■ YOUR INSTRUCTIONS
The lines running from the one that contains "Can you see the staircase" to the end of the records below are what to reproduce, exactly and without pictures.

**** DATA FOR THIS EXERCISE ****

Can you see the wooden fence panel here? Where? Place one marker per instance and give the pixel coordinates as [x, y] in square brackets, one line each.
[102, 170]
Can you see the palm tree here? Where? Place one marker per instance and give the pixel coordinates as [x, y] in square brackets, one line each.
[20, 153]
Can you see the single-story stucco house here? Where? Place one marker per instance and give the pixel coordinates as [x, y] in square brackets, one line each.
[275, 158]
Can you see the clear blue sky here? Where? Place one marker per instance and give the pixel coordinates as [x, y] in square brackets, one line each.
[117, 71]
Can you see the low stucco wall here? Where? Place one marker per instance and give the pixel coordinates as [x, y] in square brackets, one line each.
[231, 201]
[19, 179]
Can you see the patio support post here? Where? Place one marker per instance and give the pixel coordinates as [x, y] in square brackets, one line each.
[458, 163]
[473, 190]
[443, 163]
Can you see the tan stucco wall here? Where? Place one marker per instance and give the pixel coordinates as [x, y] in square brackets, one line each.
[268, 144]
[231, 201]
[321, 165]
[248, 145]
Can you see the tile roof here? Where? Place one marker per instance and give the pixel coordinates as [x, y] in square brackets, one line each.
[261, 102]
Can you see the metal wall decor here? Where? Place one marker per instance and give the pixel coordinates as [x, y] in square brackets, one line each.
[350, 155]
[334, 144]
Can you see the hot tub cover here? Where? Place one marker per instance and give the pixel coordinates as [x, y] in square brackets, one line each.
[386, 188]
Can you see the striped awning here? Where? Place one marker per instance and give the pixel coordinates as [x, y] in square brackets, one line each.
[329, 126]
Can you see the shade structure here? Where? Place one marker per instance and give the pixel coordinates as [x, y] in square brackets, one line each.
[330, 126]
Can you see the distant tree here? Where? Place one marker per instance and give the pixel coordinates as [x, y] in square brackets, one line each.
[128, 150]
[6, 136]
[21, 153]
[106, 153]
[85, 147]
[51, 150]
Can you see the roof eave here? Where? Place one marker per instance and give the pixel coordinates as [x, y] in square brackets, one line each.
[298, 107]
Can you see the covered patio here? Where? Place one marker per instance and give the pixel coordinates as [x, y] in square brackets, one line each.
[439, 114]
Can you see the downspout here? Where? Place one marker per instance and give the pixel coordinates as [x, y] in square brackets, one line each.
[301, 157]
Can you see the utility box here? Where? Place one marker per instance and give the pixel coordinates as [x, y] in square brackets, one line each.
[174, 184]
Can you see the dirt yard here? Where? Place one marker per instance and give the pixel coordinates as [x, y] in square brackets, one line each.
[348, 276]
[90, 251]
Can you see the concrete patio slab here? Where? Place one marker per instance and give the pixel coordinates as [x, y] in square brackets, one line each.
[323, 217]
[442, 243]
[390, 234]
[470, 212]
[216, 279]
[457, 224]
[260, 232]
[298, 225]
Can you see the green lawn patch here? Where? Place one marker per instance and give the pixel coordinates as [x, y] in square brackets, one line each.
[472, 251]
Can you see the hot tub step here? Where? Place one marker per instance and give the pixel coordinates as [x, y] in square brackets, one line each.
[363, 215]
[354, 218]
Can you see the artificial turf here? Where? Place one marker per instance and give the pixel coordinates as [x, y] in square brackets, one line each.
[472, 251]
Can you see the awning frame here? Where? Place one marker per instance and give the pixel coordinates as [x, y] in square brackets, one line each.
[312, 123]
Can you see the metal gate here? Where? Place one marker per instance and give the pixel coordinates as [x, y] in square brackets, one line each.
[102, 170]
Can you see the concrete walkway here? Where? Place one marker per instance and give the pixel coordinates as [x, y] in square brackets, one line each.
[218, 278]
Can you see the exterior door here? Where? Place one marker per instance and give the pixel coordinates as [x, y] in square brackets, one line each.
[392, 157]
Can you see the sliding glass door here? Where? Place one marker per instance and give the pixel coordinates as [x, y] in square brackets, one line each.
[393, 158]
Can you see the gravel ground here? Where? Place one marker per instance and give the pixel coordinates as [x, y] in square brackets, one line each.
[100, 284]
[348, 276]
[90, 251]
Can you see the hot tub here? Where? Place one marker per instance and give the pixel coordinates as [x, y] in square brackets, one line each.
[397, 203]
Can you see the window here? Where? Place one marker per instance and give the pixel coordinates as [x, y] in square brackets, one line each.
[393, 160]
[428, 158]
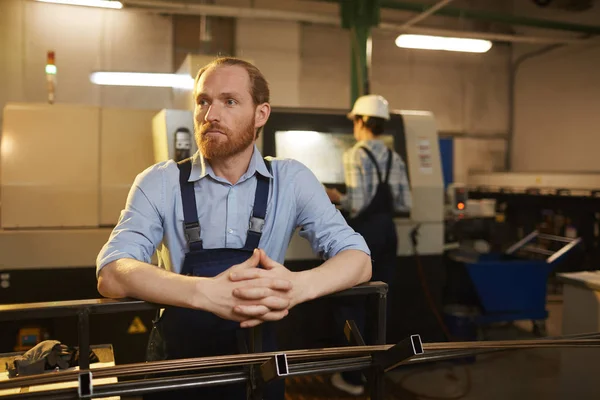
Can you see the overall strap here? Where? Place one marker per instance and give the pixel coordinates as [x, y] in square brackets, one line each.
[190, 213]
[372, 157]
[259, 210]
[389, 166]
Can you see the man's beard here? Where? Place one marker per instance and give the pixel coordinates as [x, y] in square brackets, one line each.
[222, 147]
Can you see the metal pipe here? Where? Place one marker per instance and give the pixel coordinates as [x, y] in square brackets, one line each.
[431, 10]
[490, 16]
[163, 7]
[293, 355]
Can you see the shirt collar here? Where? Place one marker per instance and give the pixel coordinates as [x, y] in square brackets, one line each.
[201, 168]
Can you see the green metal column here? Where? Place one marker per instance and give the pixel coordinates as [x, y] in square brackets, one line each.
[359, 16]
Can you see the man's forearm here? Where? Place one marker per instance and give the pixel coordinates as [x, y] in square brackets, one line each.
[132, 278]
[345, 270]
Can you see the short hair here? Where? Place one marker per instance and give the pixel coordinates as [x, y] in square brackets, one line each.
[259, 87]
[375, 124]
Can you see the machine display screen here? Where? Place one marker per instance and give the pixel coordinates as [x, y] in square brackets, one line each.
[321, 152]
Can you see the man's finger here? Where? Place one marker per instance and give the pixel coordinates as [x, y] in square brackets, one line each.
[252, 293]
[266, 262]
[251, 311]
[272, 316]
[245, 274]
[276, 303]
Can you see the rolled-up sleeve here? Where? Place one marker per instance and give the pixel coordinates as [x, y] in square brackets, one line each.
[320, 222]
[140, 227]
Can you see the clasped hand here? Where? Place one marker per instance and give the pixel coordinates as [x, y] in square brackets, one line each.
[253, 295]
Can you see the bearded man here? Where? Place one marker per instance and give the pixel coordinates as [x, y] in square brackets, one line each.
[221, 222]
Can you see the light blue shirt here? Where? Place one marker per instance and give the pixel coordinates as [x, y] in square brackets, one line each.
[153, 216]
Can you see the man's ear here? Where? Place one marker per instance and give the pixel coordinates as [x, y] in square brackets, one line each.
[261, 115]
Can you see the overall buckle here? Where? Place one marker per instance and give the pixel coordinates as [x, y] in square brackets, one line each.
[256, 224]
[192, 232]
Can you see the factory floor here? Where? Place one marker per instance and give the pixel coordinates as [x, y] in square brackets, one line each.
[516, 375]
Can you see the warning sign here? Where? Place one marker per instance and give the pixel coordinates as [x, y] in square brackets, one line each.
[137, 326]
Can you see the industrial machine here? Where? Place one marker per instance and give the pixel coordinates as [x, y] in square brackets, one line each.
[66, 171]
[552, 203]
[65, 174]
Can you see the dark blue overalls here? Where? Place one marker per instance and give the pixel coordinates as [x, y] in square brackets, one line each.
[186, 333]
[376, 225]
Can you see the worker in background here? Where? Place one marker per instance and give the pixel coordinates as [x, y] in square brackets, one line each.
[376, 187]
[223, 220]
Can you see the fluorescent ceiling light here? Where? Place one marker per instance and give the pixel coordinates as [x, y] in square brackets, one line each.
[142, 79]
[443, 43]
[88, 3]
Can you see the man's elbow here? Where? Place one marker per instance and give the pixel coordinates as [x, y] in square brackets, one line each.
[108, 285]
[366, 270]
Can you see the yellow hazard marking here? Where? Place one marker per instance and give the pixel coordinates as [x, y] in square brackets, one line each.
[137, 326]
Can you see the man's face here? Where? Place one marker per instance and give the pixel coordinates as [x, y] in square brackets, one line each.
[224, 116]
[357, 128]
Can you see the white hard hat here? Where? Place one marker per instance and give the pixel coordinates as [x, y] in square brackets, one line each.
[371, 105]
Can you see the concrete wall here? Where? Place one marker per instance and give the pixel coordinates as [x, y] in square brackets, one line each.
[85, 39]
[556, 104]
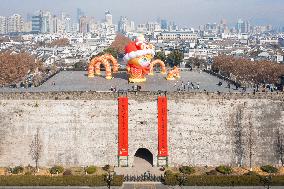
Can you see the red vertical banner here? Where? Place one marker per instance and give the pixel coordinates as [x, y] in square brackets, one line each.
[122, 126]
[162, 126]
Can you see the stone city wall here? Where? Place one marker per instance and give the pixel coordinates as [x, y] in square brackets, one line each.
[80, 128]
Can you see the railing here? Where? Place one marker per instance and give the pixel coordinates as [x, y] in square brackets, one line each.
[146, 177]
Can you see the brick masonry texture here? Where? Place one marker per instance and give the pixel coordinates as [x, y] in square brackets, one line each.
[80, 128]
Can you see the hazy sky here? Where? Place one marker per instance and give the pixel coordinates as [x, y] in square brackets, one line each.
[184, 12]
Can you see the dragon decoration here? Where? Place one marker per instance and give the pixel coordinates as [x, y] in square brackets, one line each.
[139, 56]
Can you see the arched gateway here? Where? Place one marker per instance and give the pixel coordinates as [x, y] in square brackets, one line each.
[143, 158]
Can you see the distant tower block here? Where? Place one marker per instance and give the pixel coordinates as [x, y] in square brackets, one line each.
[95, 66]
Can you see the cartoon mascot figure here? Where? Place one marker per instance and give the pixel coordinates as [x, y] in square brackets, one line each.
[138, 56]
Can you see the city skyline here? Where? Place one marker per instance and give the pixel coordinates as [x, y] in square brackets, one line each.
[190, 13]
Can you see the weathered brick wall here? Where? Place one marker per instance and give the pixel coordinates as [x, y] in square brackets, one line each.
[80, 128]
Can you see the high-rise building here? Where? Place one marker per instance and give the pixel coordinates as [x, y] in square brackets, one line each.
[15, 23]
[3, 25]
[123, 24]
[153, 26]
[84, 25]
[37, 23]
[27, 26]
[80, 13]
[243, 26]
[108, 18]
[46, 22]
[164, 24]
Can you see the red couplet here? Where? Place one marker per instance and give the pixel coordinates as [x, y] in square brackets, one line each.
[122, 126]
[162, 126]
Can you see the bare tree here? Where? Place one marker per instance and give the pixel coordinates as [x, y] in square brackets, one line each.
[280, 146]
[36, 148]
[239, 137]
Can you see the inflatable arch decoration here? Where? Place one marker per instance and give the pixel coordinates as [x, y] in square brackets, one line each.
[161, 63]
[173, 74]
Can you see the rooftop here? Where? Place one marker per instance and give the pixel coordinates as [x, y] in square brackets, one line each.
[78, 81]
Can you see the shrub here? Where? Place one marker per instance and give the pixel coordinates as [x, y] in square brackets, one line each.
[226, 170]
[171, 179]
[186, 170]
[221, 180]
[68, 172]
[117, 180]
[106, 167]
[212, 172]
[269, 169]
[23, 180]
[251, 173]
[56, 170]
[91, 169]
[16, 170]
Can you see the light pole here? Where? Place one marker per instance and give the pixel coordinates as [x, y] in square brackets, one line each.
[182, 180]
[109, 178]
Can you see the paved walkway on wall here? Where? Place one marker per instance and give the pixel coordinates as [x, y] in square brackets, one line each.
[144, 186]
[78, 81]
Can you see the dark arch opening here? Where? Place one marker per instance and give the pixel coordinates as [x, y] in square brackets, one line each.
[144, 155]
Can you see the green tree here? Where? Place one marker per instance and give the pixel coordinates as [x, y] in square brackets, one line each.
[160, 55]
[175, 58]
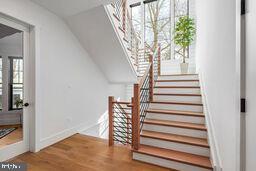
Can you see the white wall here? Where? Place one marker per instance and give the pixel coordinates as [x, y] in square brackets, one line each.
[250, 86]
[216, 61]
[71, 92]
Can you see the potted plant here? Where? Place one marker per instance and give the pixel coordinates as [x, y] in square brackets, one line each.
[184, 34]
[18, 103]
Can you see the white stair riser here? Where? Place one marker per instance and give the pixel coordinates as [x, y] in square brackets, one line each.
[166, 163]
[185, 83]
[191, 108]
[182, 77]
[196, 99]
[179, 118]
[202, 151]
[177, 90]
[175, 130]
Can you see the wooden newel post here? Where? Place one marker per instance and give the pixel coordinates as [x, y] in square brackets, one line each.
[110, 115]
[151, 79]
[159, 60]
[136, 117]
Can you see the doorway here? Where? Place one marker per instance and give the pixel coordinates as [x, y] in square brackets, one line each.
[14, 88]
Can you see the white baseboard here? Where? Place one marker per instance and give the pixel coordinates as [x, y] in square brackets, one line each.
[59, 136]
[215, 155]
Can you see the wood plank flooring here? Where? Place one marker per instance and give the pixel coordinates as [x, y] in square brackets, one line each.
[11, 138]
[84, 153]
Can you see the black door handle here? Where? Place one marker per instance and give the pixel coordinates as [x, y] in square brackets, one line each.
[26, 104]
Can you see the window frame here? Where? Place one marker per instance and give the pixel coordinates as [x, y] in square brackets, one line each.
[10, 82]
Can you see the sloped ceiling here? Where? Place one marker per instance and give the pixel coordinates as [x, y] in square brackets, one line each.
[7, 31]
[67, 8]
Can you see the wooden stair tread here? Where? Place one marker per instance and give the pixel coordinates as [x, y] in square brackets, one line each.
[176, 124]
[175, 112]
[178, 74]
[176, 94]
[177, 87]
[178, 103]
[192, 80]
[176, 138]
[177, 156]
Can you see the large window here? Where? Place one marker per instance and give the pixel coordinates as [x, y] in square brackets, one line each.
[181, 8]
[15, 83]
[160, 17]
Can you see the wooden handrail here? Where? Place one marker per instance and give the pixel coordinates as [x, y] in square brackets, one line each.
[143, 78]
[110, 118]
[121, 102]
[136, 117]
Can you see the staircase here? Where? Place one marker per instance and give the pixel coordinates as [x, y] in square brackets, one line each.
[174, 134]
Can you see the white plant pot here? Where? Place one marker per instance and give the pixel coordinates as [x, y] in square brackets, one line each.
[184, 68]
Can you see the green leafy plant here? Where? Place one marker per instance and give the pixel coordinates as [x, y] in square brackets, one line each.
[18, 102]
[184, 34]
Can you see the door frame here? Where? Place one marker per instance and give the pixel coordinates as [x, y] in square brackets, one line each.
[29, 135]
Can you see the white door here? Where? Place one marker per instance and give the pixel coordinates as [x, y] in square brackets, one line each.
[251, 86]
[14, 149]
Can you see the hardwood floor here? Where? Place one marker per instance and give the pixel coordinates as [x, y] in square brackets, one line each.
[11, 138]
[79, 153]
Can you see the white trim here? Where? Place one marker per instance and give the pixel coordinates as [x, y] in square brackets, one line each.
[215, 154]
[60, 136]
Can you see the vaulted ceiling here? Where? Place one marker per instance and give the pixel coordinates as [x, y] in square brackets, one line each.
[66, 8]
[7, 31]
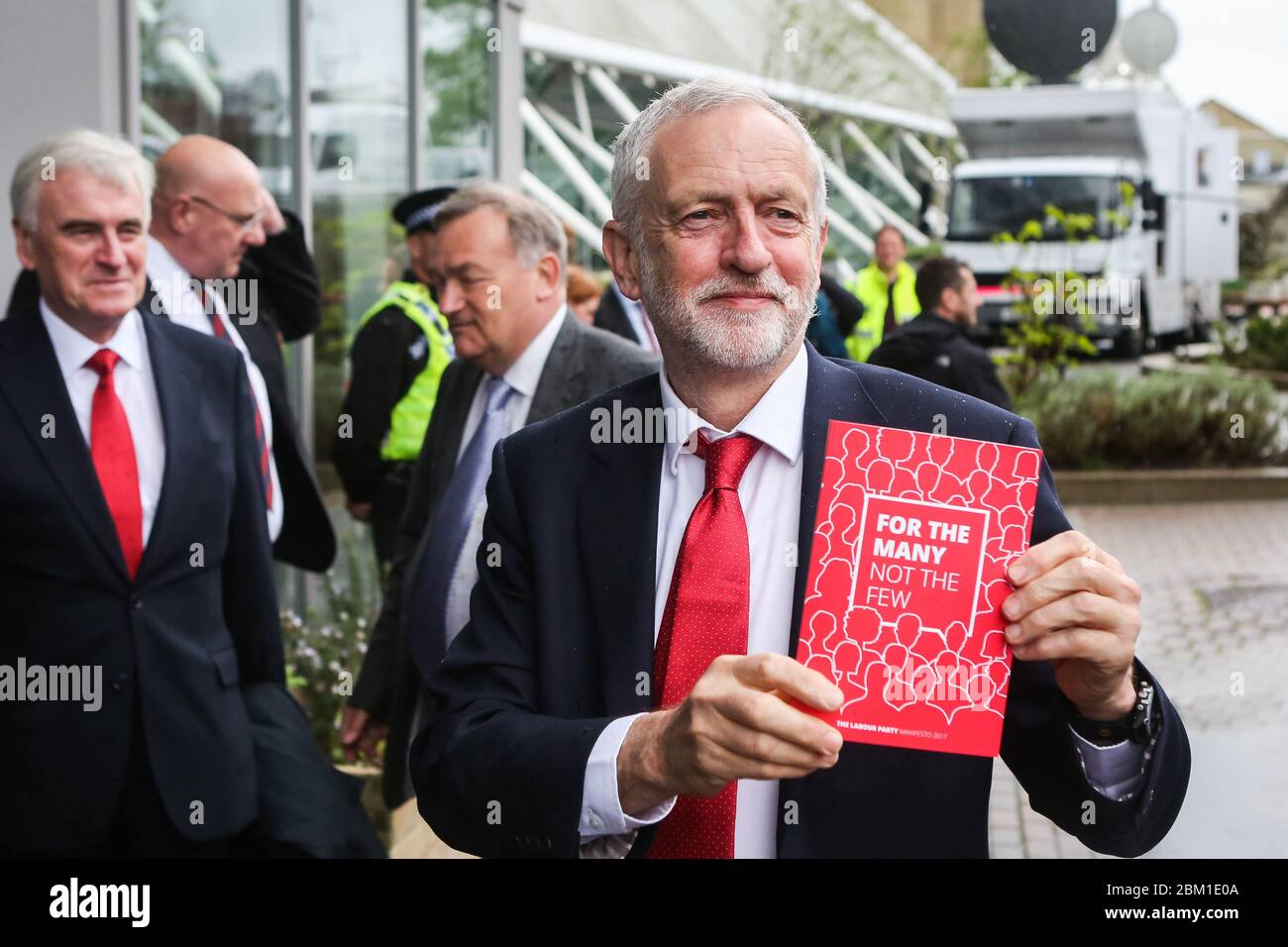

****

■ RESULT OF THIS EXERCISE
Can you see the staircase here? Where? Place one marker per instance and give the pixel coordinates as [x, y] in square brackets, one line each.
[174, 134]
Can you see the white plant pot here? Where? Place one marker per instance and give the pixel coordinates as [x, y] in square brackets, one line each.
[184, 68]
Can you see the green leafy plant here? Where? Place one marker per instance and give the pixel coordinates as [x, y] in square brackets, one line each.
[18, 102]
[184, 34]
Can you see the door frame here? Where? Place one marker per instance and give the pixel coordinates as [x, y] in square brackets, one line each.
[29, 135]
Can you see the white door here? Where? Place one marker per instance and give the pixel coordinates as [x, y] in square brackets, one line each.
[251, 86]
[14, 149]
Can you see the hardwood floor here? Where? Place one marker per instance and give the pixel coordinates as [x, y] in square brackets, one line each.
[11, 138]
[79, 153]
Can you see the white trim here? Where? Place one marker per instance and give the pixel coordinates as [x, y] in square brackets, one line each.
[215, 154]
[60, 136]
Can you see the vaulted ceiling here? Where? Place one marker per instance and give the pixel coordinates as [x, y] in square brackets, one line each.
[66, 8]
[7, 31]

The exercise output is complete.